* **TASK STATEMENT**: Rewrite the entries from the line with "POST /point" through the end of the entries, changing "jacket sleeve" to "coat sleeve" and keeping everything else the same. Leave the pictures out of your answer.

* **SOURCE MATERIAL**:
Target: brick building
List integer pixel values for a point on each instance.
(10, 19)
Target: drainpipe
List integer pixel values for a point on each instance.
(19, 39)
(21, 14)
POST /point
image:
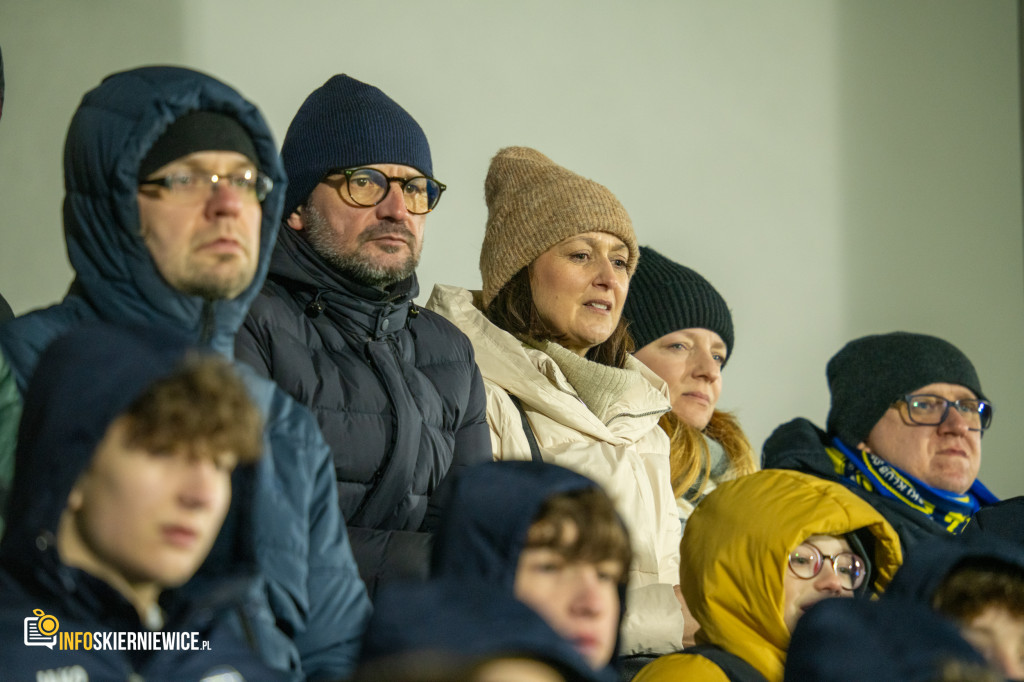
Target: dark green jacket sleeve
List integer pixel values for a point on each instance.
(10, 414)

* **SOLVED PROBLEM**:
POST /point
image:
Target: dark green coat sleeve
List integer pixel values for a point on each instance.
(10, 414)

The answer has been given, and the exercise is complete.